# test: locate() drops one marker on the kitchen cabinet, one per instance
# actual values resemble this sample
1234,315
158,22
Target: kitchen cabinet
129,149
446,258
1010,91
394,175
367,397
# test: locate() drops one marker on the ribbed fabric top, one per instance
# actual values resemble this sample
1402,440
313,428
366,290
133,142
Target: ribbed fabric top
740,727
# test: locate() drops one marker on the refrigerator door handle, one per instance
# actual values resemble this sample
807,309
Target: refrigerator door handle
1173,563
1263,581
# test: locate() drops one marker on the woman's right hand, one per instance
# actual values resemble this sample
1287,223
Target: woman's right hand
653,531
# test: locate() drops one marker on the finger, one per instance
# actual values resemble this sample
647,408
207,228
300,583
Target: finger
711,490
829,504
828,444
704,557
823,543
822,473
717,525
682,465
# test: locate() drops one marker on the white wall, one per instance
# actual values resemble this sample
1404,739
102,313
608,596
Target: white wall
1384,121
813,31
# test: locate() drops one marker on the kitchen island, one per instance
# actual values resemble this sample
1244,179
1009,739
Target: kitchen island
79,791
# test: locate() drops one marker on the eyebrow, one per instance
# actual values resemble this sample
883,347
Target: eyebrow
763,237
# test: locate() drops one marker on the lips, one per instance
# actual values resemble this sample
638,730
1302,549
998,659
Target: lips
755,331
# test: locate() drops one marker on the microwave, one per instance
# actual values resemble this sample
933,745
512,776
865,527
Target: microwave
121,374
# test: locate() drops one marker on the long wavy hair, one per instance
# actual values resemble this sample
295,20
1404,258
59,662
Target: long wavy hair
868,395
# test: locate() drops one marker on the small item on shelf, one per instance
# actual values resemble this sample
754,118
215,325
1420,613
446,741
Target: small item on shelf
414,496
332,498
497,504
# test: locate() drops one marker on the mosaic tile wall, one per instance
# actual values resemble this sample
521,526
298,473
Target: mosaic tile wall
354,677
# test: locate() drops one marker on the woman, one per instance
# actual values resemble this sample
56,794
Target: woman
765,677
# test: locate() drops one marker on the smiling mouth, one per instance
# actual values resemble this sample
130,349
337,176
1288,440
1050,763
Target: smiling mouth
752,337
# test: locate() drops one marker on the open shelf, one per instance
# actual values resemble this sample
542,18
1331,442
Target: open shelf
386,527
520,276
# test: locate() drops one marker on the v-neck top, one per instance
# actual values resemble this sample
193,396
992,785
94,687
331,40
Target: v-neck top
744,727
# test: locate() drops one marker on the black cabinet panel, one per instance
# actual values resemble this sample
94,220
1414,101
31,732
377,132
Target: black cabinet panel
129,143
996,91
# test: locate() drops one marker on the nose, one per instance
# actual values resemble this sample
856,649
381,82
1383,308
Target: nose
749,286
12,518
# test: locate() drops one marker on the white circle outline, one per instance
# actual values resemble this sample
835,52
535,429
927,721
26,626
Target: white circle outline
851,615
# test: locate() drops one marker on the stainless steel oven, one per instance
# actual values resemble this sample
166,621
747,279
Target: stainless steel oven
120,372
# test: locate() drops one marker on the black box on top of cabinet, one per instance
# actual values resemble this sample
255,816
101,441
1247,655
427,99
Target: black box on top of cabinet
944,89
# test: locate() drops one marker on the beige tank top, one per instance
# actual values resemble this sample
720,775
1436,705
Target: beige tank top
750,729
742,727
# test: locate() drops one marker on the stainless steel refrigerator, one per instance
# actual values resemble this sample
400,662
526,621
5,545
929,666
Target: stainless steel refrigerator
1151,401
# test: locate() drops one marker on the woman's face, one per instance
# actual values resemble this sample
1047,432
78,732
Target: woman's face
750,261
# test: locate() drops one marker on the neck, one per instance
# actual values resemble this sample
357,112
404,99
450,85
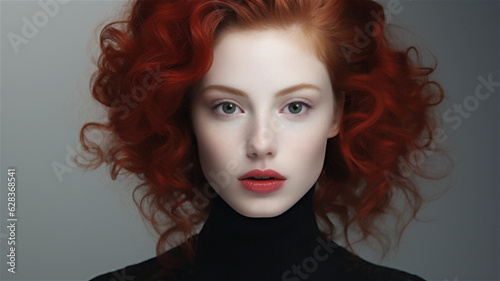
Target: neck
231,244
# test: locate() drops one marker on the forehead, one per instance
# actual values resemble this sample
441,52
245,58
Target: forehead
274,58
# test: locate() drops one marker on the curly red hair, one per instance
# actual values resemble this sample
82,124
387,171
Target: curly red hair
151,58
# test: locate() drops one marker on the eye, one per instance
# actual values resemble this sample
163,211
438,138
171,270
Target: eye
226,108
297,108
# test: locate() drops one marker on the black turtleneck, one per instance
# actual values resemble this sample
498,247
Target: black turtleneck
233,247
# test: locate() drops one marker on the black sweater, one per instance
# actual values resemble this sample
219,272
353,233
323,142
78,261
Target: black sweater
287,247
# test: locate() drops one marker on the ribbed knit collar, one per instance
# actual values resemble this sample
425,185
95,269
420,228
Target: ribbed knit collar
234,247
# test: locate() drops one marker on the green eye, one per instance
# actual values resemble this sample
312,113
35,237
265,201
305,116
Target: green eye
295,108
228,108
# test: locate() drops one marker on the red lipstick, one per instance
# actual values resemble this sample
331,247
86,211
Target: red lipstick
262,181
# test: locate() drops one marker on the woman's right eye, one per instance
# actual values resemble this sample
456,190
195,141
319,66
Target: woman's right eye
226,108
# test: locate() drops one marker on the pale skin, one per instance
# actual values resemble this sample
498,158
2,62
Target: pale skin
266,103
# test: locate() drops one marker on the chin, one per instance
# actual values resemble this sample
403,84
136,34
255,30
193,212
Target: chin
263,210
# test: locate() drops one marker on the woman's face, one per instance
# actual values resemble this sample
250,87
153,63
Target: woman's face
265,104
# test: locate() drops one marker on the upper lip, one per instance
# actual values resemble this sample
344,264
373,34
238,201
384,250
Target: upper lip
262,173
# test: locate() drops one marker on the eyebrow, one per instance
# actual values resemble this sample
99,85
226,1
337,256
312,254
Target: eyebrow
286,91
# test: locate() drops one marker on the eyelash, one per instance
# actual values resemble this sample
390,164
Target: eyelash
303,102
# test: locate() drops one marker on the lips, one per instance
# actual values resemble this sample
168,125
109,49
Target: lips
262,181
259,174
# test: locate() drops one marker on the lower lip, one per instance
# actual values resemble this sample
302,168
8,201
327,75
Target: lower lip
263,186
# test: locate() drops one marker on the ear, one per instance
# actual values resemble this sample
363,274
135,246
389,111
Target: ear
337,116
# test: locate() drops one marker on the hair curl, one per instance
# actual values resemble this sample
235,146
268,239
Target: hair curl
151,58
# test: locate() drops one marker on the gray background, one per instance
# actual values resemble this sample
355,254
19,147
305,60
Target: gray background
83,224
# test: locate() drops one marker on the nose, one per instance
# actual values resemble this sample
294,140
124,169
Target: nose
261,139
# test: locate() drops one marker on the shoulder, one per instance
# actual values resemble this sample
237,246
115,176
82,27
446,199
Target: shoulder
360,269
148,270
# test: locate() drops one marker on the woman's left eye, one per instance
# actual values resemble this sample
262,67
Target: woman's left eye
297,108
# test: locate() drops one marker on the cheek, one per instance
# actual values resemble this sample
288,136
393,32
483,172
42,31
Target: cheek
216,149
309,147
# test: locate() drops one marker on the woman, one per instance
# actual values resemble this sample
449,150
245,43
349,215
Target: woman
256,120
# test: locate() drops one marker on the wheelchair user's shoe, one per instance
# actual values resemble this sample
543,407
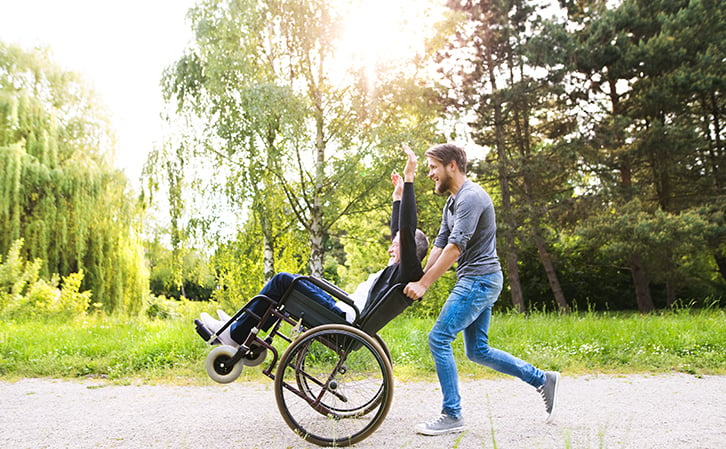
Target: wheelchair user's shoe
223,315
214,326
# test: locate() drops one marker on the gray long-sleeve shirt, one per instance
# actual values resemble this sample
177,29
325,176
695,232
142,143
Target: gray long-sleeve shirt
468,221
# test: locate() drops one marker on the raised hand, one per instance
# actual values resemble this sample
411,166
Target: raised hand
409,171
397,182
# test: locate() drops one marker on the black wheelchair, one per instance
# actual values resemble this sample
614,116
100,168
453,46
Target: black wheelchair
333,383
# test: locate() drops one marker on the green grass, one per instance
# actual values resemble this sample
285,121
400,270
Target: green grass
143,350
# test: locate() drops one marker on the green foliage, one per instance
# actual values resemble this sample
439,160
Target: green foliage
122,349
57,190
24,294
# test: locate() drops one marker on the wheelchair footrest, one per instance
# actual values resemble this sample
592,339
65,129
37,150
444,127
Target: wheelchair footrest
205,333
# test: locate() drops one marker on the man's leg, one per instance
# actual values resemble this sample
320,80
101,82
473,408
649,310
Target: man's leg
476,343
462,308
476,340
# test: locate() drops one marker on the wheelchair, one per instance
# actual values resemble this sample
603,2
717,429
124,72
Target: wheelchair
333,383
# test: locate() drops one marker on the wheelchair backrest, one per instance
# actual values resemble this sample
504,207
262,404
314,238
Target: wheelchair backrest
388,307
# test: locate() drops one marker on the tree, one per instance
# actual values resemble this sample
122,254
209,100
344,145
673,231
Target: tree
516,113
59,193
260,78
638,58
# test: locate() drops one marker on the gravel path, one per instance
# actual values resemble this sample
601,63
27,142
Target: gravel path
596,411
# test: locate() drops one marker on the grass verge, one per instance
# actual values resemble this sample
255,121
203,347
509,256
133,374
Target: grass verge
130,350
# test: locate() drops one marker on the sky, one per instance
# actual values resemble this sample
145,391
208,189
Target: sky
119,48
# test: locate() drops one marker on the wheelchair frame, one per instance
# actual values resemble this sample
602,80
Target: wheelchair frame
334,382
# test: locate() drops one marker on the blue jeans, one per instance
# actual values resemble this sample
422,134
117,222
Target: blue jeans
469,309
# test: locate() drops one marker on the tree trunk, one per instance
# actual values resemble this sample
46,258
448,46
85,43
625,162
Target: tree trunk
549,267
511,252
317,251
642,288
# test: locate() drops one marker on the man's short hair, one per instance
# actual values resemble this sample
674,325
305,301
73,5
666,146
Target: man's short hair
422,244
447,152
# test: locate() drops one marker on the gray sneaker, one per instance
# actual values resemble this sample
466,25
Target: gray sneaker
549,393
441,425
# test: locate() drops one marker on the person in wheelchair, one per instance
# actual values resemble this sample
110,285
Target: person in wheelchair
408,248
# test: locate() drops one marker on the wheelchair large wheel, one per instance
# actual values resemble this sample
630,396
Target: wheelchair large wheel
334,385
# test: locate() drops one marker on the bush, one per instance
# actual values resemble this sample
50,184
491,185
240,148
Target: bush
24,294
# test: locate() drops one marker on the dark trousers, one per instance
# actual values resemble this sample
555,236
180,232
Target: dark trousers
274,289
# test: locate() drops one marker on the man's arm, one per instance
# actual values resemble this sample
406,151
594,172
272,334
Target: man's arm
433,257
445,259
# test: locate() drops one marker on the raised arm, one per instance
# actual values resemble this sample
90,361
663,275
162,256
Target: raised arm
410,263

# # # # # # #

**What is being asked**
Please print verbatim each line from the first line of the entries above to the line that contains "right hand, one per instance", inclusive, and nothing more.

**Response to the exercise**
# test: locate() drops one marker on the kitchen cabinet, one per instance
# actual values resemble this sample
1234,315
158,22
Target: kitchen cabinet
129,149
446,258
1010,91
394,175
367,397
# test: locate() drops one marker on the ribbed fabric top, one per instance
# actual values resemble this sample
1402,440
313,428
366,290
133,142
Target: ribbed fabric top
740,727
# test: locate() drops one marker on the refrigerator door handle, one per instance
# actual values resemble this sample
807,309
Target: refrigerator door handle
1173,563
1263,581
# test: locate() drops one marker on the woman's right hand, one per instance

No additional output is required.